GIVEN EXERCISE
From the line containing "like [891, 243]." down to the last line of the records below, copy every line exactly. Leave out everything before it.

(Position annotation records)
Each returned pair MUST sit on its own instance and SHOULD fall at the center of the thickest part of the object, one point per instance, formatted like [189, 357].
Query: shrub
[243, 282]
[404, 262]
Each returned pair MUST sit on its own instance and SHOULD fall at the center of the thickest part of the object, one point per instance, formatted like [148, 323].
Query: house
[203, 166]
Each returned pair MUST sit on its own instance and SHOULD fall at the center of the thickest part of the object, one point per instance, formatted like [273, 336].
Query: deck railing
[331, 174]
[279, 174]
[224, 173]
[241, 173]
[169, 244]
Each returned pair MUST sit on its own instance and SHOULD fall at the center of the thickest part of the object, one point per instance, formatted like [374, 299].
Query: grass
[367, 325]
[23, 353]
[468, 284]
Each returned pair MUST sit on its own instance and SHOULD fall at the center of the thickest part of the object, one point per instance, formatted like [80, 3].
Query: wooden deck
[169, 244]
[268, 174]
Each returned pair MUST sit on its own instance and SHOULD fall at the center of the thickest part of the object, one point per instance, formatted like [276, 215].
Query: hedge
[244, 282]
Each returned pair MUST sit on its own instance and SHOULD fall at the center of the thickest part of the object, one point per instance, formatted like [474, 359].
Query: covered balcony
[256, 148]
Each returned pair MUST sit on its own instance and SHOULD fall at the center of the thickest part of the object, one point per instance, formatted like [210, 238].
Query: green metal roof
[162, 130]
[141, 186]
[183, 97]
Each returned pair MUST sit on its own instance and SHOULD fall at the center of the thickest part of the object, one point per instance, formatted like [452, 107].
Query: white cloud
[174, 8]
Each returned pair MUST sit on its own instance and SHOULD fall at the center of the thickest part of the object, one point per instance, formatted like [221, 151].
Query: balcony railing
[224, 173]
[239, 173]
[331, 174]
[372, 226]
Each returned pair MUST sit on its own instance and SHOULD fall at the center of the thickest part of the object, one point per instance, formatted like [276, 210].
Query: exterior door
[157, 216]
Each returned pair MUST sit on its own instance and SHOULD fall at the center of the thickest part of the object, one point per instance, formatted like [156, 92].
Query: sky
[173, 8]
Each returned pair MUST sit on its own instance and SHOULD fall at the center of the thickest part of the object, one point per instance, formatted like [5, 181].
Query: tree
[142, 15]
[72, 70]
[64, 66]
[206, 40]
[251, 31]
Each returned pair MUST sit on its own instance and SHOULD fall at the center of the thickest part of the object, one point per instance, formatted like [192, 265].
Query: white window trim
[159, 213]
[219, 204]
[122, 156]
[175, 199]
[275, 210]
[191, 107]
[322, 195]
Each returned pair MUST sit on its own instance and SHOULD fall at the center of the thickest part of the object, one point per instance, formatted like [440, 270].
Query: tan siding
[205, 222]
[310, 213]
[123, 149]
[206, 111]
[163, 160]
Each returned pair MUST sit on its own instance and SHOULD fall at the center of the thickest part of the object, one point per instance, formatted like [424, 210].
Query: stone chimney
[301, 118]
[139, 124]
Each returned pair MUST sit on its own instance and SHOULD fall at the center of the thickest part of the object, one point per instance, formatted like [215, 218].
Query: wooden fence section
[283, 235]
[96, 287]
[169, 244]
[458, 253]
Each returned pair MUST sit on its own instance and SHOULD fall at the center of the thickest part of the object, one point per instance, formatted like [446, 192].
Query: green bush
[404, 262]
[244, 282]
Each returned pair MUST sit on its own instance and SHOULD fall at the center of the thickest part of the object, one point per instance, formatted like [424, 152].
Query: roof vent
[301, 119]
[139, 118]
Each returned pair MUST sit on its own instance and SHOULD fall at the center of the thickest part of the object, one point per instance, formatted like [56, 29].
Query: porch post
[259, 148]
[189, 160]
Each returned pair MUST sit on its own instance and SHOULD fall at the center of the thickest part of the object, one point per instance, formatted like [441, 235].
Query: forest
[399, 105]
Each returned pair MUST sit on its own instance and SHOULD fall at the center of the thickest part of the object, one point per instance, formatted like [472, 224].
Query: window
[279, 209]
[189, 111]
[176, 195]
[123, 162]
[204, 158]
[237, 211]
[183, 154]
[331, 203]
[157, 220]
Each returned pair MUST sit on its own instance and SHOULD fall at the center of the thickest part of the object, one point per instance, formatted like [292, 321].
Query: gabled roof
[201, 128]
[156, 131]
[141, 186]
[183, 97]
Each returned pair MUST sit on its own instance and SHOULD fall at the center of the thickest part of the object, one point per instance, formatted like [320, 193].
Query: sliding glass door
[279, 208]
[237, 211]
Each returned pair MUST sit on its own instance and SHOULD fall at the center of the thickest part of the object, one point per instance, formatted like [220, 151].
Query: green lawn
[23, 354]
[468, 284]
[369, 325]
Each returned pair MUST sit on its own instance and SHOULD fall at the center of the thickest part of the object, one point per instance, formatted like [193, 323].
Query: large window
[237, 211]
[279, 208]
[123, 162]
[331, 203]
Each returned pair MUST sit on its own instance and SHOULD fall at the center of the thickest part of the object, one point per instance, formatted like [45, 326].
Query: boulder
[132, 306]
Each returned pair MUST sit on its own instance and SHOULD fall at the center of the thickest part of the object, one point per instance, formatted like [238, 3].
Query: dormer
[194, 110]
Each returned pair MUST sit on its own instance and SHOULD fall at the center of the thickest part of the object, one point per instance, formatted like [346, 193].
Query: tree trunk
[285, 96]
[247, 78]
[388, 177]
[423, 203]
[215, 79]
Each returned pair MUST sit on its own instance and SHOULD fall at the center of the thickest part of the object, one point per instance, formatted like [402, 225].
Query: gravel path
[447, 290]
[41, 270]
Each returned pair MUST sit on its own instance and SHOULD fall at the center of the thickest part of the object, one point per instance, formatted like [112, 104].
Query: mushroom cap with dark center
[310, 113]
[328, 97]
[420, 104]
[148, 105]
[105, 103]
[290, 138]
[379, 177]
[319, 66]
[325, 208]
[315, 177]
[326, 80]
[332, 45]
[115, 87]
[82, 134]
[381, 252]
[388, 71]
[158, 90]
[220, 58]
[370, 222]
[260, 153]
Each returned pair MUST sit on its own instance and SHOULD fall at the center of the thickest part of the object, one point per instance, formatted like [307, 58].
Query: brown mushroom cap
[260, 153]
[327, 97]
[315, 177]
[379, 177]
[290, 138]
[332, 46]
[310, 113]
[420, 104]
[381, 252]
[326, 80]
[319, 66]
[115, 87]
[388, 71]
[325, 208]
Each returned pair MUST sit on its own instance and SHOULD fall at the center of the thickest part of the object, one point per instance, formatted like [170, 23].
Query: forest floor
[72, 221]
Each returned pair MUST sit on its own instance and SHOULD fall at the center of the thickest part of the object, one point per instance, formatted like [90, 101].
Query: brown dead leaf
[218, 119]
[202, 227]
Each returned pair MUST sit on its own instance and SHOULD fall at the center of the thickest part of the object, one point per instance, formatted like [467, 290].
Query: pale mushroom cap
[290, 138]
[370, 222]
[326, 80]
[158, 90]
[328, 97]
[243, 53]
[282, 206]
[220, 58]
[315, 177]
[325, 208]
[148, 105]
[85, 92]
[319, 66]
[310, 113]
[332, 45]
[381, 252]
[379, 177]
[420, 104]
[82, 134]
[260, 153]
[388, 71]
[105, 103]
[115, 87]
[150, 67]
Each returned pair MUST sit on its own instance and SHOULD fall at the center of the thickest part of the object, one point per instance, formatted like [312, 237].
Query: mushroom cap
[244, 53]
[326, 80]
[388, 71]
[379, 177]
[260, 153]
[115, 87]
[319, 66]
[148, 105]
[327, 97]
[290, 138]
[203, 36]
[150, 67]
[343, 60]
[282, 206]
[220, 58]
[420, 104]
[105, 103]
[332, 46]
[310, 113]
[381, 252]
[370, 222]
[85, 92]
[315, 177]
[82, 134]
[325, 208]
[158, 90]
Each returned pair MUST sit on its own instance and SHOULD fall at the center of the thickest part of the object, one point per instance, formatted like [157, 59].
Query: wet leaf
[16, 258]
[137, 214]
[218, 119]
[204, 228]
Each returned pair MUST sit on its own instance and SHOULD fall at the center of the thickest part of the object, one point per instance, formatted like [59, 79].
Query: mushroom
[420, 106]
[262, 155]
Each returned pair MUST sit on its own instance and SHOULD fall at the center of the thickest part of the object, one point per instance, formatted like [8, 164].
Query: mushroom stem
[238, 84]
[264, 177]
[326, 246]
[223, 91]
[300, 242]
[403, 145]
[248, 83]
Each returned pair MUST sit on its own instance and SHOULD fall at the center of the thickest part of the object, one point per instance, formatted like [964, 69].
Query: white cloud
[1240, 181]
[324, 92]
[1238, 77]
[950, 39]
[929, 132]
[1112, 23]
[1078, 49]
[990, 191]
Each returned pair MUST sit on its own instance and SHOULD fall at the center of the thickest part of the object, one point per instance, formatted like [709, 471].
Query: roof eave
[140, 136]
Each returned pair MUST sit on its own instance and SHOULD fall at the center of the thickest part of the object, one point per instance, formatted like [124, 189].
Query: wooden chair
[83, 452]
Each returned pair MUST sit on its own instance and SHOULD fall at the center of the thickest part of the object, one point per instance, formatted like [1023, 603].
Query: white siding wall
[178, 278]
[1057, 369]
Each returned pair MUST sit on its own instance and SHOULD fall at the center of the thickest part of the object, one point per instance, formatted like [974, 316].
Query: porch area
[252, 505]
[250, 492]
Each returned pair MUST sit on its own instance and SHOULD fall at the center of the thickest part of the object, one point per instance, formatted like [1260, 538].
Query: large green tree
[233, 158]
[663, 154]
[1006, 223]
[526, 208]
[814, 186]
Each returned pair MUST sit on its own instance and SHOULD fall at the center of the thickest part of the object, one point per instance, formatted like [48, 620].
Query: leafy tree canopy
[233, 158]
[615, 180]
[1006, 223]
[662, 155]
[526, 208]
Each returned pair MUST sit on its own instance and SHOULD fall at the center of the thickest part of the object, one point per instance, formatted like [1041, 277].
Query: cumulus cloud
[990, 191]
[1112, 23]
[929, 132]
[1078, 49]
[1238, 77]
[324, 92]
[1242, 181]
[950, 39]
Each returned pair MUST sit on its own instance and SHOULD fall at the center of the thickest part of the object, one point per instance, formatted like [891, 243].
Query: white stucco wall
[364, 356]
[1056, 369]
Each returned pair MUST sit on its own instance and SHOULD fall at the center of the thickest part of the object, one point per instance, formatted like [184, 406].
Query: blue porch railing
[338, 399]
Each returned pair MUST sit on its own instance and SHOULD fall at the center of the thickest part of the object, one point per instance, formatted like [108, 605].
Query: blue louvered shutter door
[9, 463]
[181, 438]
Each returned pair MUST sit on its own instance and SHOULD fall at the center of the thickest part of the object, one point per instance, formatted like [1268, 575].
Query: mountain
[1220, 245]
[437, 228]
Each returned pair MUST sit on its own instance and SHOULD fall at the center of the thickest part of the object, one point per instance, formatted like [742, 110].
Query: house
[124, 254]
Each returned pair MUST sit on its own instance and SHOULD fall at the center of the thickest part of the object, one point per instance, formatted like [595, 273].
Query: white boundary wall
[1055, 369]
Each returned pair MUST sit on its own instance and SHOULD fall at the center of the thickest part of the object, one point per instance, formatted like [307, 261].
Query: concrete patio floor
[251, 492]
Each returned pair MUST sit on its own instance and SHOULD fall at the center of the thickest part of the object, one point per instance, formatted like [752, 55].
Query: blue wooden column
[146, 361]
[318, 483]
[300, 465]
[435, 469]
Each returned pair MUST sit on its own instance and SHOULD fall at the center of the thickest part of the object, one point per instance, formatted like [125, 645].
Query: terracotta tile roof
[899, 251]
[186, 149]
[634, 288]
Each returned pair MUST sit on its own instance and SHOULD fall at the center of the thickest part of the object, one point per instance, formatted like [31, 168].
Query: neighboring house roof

FULL RESPONSE
Each returned pair MUST sit on its own instance and SHOULD fall at the center of the thickest part of the object, one point per instance, formatted like [891, 243].
Query: white stucco wall
[364, 356]
[1056, 369]
Each returned pair MUST sit on its own instance and SHOULD fall at the center of the thickest part of the object, one point per instance, formatted like [184, 406].
Query: blue porch railing
[338, 399]
Each returned pair MUST sit on its own instance and SHOULD fall at the center of the thickest part of the object, one point per instance, formatted like [108, 605].
Query: blue louvered shutter door
[9, 463]
[181, 438]
Each returned pair MUST sit on its own instance and SHOULD fall at the center of the thickest part of the object, one point per instance, formatted like [1268, 575].
Query: mountain
[1220, 245]
[437, 228]
Each returned pair MUST sit on its own instance and SHOULD fall at the center of the thickest part of the object, one point per instance, formatted like [742, 110].
Query: house
[124, 254]
Each returned pair MUST sit on its own instance and SHOULD fall at the center of the thickest part of the object, one point per instance, formatted like [595, 273].
Query: white boundary wall
[1055, 369]
Each returned pair MUST sit on its own instance and SHOULD fall at the center of the thickest part of the object, one point per instance, formatted like [307, 261].
Query: concrete patio floor
[251, 492]
Each returned pair MUST sit on its own instance and SHOULD fall at the center of the thickest part of the object, one point per instance, formatted like [752, 55].
Query: blue wooden column
[146, 361]
[318, 483]
[300, 465]
[435, 469]
Each returned pair MUST sit on its own instance and SHOULD fall at the center of the thickest part of the object, one point per instance, formatted like [125, 645].
Query: terracotta tile roof
[899, 251]
[186, 149]
[634, 288]
Each returned pair MUST sit on its own instance and SHOULD fall at the center of the thickest part of the object, one point per instance, formatted like [31, 168].
Query: neighboring house roof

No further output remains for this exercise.